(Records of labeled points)
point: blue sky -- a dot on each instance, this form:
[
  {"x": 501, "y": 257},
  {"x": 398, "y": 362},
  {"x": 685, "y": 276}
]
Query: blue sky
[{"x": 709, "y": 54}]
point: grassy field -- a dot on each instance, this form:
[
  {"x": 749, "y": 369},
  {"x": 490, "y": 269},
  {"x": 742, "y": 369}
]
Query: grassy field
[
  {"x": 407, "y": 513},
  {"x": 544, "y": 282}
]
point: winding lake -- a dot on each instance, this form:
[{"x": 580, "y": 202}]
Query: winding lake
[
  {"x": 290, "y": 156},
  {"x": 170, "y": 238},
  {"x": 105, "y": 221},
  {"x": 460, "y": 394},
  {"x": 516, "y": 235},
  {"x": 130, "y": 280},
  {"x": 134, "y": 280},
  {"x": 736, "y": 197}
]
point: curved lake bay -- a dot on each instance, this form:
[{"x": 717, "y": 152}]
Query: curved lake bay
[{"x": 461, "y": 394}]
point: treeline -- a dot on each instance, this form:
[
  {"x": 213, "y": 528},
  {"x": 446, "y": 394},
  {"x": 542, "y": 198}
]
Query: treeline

> Written instruction:
Rewrite the listing above, changing each occurrence of "a dot on each instance" to "a marker on every instance" and leaving everything else as it stands.

> Written response:
point: blue sky -- a marker on every instance, this form:
[
  {"x": 501, "y": 257},
  {"x": 398, "y": 362},
  {"x": 685, "y": 276}
]
Query: blue sky
[{"x": 709, "y": 54}]
point: grassy field -- a marker on every instance, this form:
[
  {"x": 749, "y": 369},
  {"x": 490, "y": 269},
  {"x": 742, "y": 369}
]
Query: grassy field
[
  {"x": 407, "y": 513},
  {"x": 544, "y": 282}
]
point: winding lake -- a marker on every instance, this form:
[{"x": 580, "y": 202}]
Query: winding lake
[
  {"x": 290, "y": 156},
  {"x": 170, "y": 238},
  {"x": 105, "y": 221},
  {"x": 460, "y": 394},
  {"x": 516, "y": 235},
  {"x": 130, "y": 280},
  {"x": 134, "y": 280},
  {"x": 736, "y": 197}
]
point: curved lake bay -- a marker on every instance, this form:
[{"x": 717, "y": 152}]
Query: curved lake bay
[{"x": 461, "y": 394}]
point: treeline -- a marker on every instance, this form:
[
  {"x": 213, "y": 528},
  {"x": 446, "y": 394},
  {"x": 542, "y": 198}
]
Query: treeline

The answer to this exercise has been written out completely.